- Sección del documento:
▽

Tanto el lector como el pensador, el esperanzado y el flâneur, son todos tipos del iluminado, como lo son el que consume opio, y el soñador, y el embriagado. Y ellos son, además, los más profanos. Por no hablar de la más terrible de las drogas –la más terrible, a saber, nosotros mismos–, que consumimos en nuestra soledad.
En la desesperante estereotipia de todos los momentos de destino, los personajes de Green se le hacen presentes al lector como las figuras del infierno de Dante en lo irrevocable del Juicio Final. Pues justamente esa estereotipia es el signo mismo del estadio infernal, y, si consentimos estudiarla a fondo, lo que normalmente se llama ‘destino’ viene a revelarse de repente como la forma perfecta, despiadada, en que el azar ordena. Como la forma más desesperante. Pues la desesperanza ya perfecta es la que se da en la perfección.
El hablar de ‘despliegue’ es muy ambiguo. Mientras el capullo se despliega hasta ser una flor, el pequeño barco de papel que hemos enseñado a hacer a un niño se despliega hasta ser una hoja lisa. Este segundo tipo de ‘despliegue’ es el adecuado a la parábola: el placer del lector la va alisando hasta que al fin su significado le resulte evidente. Pero las parábolas de Kafka se despliegan en el primer sentido, como el capullo se convierte en una flor. Por eso su producto es similar a la poesía.

△

Extractos del conjunto de datos:

▽

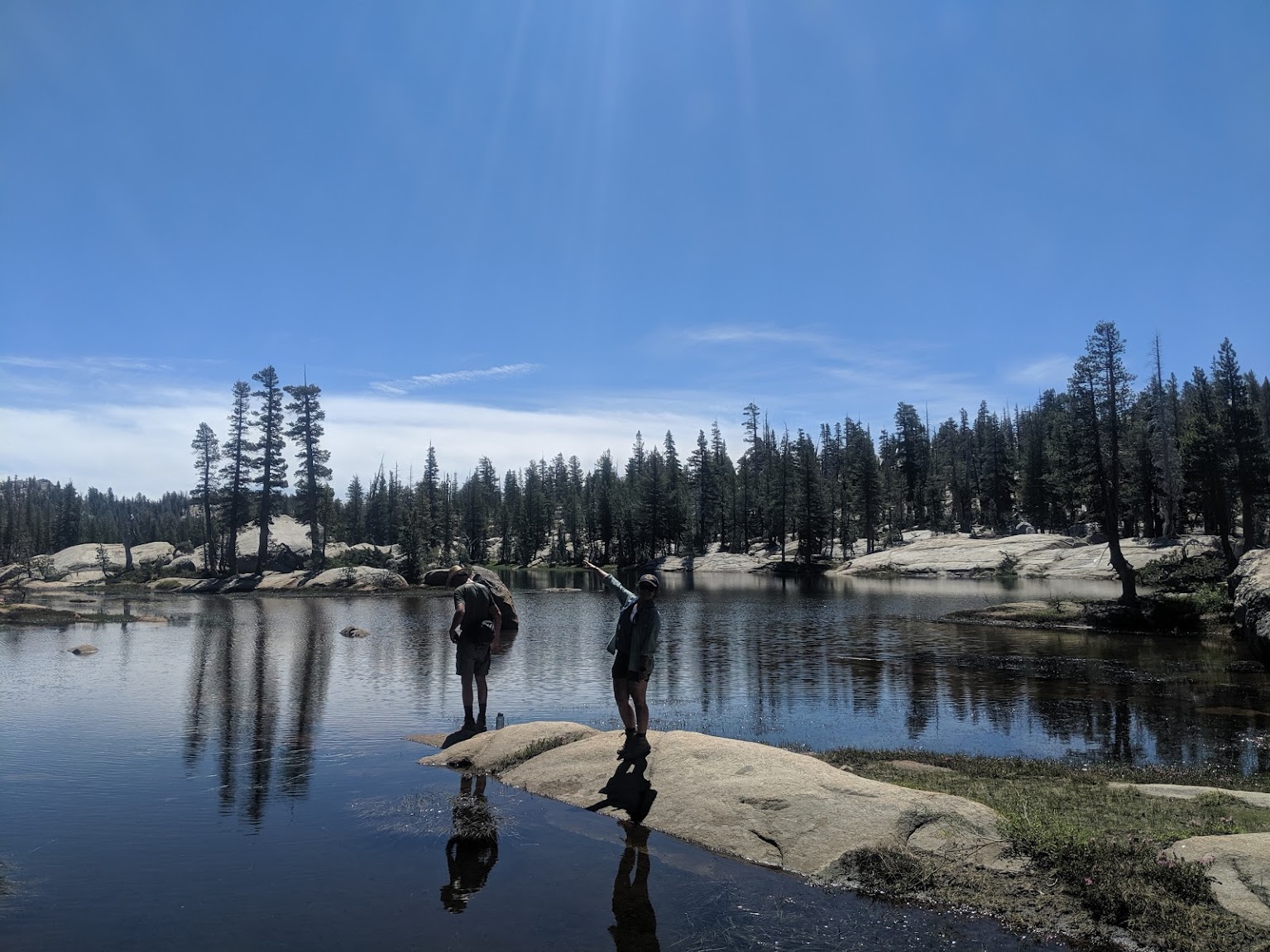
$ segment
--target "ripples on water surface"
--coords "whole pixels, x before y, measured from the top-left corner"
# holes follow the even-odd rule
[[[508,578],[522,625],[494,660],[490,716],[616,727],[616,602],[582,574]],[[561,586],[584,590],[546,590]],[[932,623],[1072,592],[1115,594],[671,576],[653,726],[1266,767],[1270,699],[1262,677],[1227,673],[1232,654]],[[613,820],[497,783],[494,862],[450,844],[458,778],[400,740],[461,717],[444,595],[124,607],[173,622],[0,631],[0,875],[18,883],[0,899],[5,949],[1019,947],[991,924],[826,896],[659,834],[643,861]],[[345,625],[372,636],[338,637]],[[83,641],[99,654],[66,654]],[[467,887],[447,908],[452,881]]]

△
▽

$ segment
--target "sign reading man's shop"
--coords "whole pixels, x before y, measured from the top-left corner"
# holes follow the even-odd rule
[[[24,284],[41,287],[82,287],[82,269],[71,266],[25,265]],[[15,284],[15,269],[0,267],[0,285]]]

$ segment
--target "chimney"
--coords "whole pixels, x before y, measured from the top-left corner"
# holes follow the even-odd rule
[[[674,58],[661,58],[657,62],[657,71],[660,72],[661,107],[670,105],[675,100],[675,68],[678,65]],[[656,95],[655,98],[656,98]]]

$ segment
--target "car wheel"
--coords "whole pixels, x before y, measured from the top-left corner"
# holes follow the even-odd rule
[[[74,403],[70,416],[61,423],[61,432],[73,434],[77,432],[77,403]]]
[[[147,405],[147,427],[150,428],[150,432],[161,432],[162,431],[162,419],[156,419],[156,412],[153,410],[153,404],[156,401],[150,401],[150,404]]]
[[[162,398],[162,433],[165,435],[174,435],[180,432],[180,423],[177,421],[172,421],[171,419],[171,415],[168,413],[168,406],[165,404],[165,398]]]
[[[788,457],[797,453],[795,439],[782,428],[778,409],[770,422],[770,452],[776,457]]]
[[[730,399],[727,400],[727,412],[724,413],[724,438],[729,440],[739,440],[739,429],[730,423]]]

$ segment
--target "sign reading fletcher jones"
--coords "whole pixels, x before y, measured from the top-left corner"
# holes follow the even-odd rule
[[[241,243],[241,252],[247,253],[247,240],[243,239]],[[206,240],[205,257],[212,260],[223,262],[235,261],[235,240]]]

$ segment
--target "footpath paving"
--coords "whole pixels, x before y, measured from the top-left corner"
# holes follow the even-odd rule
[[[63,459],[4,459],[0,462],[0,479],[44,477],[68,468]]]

△

- Objetivo del ejercicio: Enumera, por favor, todas las figuras que el fragmento presenta como tipos del iluminado.

- Resultado:
- el lector
- el pensador
- el esperanzado
- el flâneur
- el que consume opio
- el soñador
- el embriagado